SUPPLIED MATERIAL ::
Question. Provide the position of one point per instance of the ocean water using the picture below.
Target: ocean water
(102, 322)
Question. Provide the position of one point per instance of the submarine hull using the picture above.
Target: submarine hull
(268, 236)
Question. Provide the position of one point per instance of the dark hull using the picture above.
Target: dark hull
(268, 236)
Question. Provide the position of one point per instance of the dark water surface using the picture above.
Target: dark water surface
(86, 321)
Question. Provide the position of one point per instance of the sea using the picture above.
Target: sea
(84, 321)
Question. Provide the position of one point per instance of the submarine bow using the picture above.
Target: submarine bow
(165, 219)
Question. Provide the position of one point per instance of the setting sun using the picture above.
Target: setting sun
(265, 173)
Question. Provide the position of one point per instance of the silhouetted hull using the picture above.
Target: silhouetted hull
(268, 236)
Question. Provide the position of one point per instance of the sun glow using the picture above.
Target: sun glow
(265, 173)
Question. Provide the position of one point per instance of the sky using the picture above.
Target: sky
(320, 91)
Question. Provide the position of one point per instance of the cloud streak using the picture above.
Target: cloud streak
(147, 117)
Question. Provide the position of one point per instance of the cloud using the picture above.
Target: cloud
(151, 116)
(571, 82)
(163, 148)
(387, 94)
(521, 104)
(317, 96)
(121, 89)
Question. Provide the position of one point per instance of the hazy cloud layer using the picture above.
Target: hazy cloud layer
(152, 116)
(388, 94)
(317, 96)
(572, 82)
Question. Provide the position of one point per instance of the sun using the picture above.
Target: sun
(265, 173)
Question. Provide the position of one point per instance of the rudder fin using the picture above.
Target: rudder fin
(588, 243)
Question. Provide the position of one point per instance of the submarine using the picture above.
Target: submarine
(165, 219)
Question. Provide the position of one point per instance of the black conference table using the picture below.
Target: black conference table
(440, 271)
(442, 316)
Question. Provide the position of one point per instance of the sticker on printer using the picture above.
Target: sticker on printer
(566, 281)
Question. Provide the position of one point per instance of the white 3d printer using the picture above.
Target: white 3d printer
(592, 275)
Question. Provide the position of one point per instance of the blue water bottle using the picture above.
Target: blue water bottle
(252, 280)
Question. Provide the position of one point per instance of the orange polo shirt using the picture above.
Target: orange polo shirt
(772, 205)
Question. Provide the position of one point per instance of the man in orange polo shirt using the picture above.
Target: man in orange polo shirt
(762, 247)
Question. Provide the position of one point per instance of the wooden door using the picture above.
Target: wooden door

ACTION ITEM ::
Retype every line of the material above without altering anything.

RESULT FOR THIS EXERCISE ::
Question. Provide the position of one point per instance of the ocean water using the picture below.
Target: ocean water
(102, 322)
Question. Provide the position of one point per instance of the submarine hull using the picture above.
Target: submarine hull
(268, 236)
Question. Provide the position of one point per instance of the dark hull using the picture above.
Target: dark hull
(268, 236)
Question. Provide the position of one point per instance of the dark water surface using the picture above.
Target: dark water surface
(86, 321)
Question. Provide the position of one point per instance of the sea using the picture above.
Target: sea
(84, 321)
Question. Provide the position of one point per instance of the submarine bow using the picture above.
Target: submarine bow
(165, 219)
Question. Provide the position of one point per instance of the setting sun using the picture above.
Target: setting sun
(265, 173)
Question. Provide the position of one point per instance of the silhouetted hull using the picture above.
Target: silhouetted hull
(268, 236)
Question. Provide the position of one point per instance of the sun glow using the picture above.
Target: sun glow
(265, 173)
Question. Provide the position of one point per instance of the sky using the picture above.
Target: sky
(320, 91)
Question. Provide the position of one point per instance of the cloud streak using the picture above.
Target: cloud streak
(147, 117)
Question. Provide the position of one point per instance of the cloud using the picture above.
Target: cloud
(151, 116)
(571, 82)
(163, 148)
(387, 94)
(521, 104)
(317, 96)
(121, 89)
Question. Provide the position of one point per instance of the hazy cloud layer using the picture above.
Target: hazy cloud layer
(152, 116)
(388, 94)
(317, 96)
(572, 82)
Question. Provide the position of one point per instance of the sun using the picture above.
Target: sun
(265, 173)
Question. Provide the position of one point per instance of the rudder fin using the picture above.
Target: rudder fin
(588, 243)
Question. Provide the position of one point per instance of the submarine using the picture above.
Target: submarine
(165, 219)
Question. Provide the position of one point per instance of the black conference table using the picture below.
Target: black conference table
(440, 271)
(442, 316)
Question. Provide the position of one point per instance of the sticker on printer using the picture above.
Target: sticker on printer
(566, 281)
Question. Provide the position of one point per instance of the white 3d printer using the picture above.
Target: white 3d printer
(592, 275)
Question. Provide the position of one point per instance of the blue water bottle using the picture above.
Target: blue water bottle
(252, 280)
Question. Provide the position of one point per instance of the orange polo shirt using the picture above.
Target: orange polo shirt
(772, 205)
Question. Provide the position of one point per instance of the man in orange polo shirt using the picture above.
Target: man in orange polo shirt
(762, 247)
Question. Provide the position of one point per instance of the wooden door using the picture above.
Target: wooden door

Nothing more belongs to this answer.